• **TRAVAIL À FAIRE**: Les affirmations suivantes concordent-elles avec le texte sur les violences universitaires ? Répondez à chacune par oui ou par non, puis citez les mots du texte qui tranchent. (a) La charte sur le vivre ensemble a été signée en 2019. (b) Les commissariats ont communiqué leurs statistiques. (c) Selon Moussa Niangaly, 80 % des étudiants participent aux semaines d’étudiants.

Pour la gestion des crises et manifestations violentes sur les milieux universitaires, une charte a été signée sur le vivre ensemble dans les institutions d’enseignements supérieurs et les campus sociaux. Cette signature a été effectuée en 2019

Parmi les droits des étudiants décrétés dans cette charte sur le vivre ensemble dans les institutions d’enseignements supérieurs et les campus sociaux, chaque étudiant a droit à la sécurité, au respect et à la liberté d’expression

Le département de l’enseignement supérieur et de la recherche scientifique, le Centre national des œuvres universitaires, l’Association des élèves et étudiants du Mali, et les forces de l’ordre ont entrepris des actions dans le cadre de l’apaisement de l’espace universitaire. Beaucoup a été fait, mais il reste encore beaucoup à faire. La sécurisation des périmètres des universités est primordiale. Les punitions strictes et sévères doivent être imposées par les autorités contre la délinquance juvénile. Avant de pointer du doigt l’association, il faut revoir les comportements des enfants de nos jours. La délinquance commence dans les rues avant d’arriver aux universités. Malheureusement nos commissariats ne disposent pas de statistiques, ou en tout cas, ont refusé de nous les communiquer.

“Depuis deux ans toutes nos activités : semaines de l’étudiant, ateliers de formation… sont consacrées à la sensibilisation contre la violence. Le bureau de coordination de l’AEEM, le ministère de l’Enseignement supérieur et de la Recherche scientifique, le Centre national des œuvres universitaires (Cénou) et les forces de l’ordre sont tous en train d’évoluer dans la lutte contre les violences universitaires. Ce combat a beaucoup porté fruit. Et là où nous sommes ces violences ont beaucoup diminué.

Pour lutter contre ce fléau, nous avons organisé des conférences, des journées de sensibilisation, des visites inopinées dans les campus universitaires. Nous avons organisé des semaines d’étudiants auxquelles 80 % des étudiants y participent. Tout ce que nous pouvons faire c’est de sensibiliser. Nous avons l’appui du gouvernement et des forces de l’ordre à neutraliser et à chercher des armes dans le milieu universitaire. Au-delà de ça nous ne pouvons que sensibiliser. La justice nous accompagne également dans la punition sévère des auteurs de violences. Grâce à ces actions entreprises ces actes ont beaucoup diminué”, informe Moussa Niangaly, Secrétaire général de l’AEEM.

• **DONNÉES ENREGISTRÉES**:
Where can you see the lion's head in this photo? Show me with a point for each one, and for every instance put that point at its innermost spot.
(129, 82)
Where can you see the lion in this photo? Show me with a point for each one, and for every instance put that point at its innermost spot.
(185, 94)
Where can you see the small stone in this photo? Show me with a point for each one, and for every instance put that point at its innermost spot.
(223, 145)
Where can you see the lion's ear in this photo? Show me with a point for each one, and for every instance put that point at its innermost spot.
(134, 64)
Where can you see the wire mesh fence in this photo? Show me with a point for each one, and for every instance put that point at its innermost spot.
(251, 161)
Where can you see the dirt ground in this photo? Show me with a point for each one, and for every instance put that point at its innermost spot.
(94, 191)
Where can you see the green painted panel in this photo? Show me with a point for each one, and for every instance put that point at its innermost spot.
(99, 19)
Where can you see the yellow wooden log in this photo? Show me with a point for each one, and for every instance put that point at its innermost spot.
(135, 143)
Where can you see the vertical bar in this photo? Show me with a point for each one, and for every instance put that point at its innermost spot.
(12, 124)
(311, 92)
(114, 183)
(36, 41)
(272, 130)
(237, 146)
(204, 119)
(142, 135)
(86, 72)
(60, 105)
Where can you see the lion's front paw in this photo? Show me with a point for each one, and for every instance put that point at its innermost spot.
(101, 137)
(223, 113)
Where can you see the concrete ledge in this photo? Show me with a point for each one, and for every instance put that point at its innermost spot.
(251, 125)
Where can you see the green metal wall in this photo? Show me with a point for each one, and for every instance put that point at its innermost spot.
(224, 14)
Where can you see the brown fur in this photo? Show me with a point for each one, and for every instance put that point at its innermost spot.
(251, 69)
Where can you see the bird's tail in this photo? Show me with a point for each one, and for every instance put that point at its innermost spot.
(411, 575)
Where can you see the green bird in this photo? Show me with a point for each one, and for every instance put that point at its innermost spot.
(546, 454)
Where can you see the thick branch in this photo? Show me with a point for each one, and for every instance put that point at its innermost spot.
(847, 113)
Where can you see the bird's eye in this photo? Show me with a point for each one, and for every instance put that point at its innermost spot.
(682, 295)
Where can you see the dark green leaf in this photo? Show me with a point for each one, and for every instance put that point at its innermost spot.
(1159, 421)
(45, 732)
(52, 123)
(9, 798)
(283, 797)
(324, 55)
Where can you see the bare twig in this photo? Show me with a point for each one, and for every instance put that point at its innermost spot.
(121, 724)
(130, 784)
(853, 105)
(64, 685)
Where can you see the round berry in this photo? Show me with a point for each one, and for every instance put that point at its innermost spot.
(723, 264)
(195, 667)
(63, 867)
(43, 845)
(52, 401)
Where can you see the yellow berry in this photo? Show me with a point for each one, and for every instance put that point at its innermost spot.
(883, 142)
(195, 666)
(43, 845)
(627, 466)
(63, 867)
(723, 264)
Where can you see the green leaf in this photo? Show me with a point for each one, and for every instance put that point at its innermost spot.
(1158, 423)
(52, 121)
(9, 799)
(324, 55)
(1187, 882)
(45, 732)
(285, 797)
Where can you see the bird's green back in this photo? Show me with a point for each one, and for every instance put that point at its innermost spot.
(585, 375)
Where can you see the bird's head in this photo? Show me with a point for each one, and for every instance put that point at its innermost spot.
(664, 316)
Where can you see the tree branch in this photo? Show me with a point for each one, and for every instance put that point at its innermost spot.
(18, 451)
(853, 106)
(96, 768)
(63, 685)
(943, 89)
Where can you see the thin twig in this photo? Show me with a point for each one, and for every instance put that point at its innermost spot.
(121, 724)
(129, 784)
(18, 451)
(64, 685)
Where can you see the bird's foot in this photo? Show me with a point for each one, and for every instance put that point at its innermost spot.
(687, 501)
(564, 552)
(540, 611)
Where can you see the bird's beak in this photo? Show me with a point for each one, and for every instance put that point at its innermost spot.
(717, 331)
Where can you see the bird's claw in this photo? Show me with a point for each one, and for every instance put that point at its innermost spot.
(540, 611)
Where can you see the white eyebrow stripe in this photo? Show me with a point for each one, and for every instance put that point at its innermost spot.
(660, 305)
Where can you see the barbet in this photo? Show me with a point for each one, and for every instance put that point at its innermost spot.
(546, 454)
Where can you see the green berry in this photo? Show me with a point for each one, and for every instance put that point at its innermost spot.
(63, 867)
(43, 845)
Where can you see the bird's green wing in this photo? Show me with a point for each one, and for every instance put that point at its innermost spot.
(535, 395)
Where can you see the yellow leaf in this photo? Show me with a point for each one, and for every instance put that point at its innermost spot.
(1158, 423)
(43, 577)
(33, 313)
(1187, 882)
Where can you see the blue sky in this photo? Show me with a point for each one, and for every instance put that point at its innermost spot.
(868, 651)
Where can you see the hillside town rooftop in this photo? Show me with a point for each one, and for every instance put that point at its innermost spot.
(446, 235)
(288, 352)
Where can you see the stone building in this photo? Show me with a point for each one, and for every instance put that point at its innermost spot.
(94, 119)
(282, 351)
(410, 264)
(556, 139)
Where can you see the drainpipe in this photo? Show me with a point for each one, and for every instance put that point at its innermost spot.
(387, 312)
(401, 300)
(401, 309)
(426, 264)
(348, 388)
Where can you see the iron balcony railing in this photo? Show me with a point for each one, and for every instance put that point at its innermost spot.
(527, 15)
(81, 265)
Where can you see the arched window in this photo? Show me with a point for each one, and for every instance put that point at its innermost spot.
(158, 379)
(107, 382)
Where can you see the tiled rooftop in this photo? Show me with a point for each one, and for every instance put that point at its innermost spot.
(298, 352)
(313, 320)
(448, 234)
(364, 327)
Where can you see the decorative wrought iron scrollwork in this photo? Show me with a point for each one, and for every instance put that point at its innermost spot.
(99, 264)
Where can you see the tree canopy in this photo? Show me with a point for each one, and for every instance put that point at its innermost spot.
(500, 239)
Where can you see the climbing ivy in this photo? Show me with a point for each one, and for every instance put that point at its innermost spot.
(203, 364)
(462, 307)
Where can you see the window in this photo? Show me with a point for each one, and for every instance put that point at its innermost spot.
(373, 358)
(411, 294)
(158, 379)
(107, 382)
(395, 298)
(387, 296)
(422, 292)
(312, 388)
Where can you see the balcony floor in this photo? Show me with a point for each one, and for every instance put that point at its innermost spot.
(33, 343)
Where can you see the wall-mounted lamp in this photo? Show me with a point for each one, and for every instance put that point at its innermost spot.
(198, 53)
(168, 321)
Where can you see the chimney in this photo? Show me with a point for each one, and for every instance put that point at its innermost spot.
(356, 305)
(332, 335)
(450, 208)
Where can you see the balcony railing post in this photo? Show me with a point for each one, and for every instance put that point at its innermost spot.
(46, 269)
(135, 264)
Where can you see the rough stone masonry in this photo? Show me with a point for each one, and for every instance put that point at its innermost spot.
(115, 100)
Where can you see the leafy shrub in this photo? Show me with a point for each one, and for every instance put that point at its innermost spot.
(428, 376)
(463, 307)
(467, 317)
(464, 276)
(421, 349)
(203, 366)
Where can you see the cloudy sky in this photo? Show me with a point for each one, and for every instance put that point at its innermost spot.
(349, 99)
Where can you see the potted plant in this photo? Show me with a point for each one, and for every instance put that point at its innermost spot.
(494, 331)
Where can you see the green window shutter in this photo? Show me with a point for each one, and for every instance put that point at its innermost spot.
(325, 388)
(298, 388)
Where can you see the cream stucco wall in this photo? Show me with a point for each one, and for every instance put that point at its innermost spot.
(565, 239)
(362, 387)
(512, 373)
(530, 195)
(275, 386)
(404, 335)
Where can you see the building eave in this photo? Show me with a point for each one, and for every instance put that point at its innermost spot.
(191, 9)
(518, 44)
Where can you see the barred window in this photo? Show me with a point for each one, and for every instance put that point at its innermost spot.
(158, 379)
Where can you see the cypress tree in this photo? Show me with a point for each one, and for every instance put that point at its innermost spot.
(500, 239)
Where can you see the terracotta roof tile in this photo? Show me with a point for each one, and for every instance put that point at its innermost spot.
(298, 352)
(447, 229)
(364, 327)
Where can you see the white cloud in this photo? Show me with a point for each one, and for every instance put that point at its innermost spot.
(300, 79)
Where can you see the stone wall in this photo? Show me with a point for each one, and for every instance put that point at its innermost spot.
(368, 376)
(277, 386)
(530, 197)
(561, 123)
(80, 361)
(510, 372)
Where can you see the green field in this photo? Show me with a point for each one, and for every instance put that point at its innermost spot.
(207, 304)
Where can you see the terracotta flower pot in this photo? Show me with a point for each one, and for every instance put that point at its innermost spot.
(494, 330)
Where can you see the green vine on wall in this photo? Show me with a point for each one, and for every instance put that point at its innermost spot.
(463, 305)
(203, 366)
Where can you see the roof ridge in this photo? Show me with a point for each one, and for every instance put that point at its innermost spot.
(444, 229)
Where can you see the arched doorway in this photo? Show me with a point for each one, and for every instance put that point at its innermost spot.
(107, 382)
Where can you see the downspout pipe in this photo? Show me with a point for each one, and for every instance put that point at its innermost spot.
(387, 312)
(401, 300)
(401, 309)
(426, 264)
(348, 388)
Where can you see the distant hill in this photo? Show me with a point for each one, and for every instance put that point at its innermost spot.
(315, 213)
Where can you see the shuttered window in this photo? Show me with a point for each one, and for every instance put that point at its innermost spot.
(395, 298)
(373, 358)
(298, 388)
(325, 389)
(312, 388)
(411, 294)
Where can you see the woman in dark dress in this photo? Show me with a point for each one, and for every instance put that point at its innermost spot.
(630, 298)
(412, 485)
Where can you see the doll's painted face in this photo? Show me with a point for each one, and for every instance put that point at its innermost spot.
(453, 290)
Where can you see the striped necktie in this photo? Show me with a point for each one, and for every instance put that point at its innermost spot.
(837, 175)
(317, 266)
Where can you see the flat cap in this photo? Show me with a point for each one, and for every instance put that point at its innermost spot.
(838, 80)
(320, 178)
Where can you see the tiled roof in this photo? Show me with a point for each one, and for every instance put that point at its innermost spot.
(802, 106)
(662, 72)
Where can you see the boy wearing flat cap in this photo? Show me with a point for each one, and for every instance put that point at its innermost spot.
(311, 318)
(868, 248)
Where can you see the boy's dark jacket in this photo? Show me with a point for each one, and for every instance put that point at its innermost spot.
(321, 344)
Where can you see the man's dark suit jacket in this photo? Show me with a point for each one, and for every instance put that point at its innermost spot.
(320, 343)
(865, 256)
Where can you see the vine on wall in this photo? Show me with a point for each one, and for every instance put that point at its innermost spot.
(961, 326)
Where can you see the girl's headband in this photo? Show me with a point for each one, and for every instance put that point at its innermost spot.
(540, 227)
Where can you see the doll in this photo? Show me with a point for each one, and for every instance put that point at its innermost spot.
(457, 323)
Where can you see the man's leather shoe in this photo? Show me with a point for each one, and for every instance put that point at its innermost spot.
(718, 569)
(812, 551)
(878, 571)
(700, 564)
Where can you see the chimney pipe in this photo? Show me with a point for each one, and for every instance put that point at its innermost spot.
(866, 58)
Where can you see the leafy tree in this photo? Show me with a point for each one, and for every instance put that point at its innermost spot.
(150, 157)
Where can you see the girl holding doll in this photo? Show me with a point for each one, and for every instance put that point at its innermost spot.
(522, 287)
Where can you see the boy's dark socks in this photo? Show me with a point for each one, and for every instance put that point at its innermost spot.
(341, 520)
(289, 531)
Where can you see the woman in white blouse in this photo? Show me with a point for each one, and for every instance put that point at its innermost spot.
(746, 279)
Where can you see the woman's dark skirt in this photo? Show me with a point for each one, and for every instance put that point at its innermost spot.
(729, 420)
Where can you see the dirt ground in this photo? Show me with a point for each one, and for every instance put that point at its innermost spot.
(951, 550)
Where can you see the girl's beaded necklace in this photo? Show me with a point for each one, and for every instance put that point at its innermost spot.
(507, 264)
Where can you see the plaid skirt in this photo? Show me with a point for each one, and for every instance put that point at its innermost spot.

• **CORRIGÉ**:
(a) Oui : « Cette signature a été effectuée en 2019 ».
(b) Non : « nos commissariats ne disposent pas de statistiques, ou en tout cas, ont refusé de nous les communiquer ».
(c) Oui : « Nous avons organisé des semaines d’étudiants auxquelles 80 % des étudiants y participent ».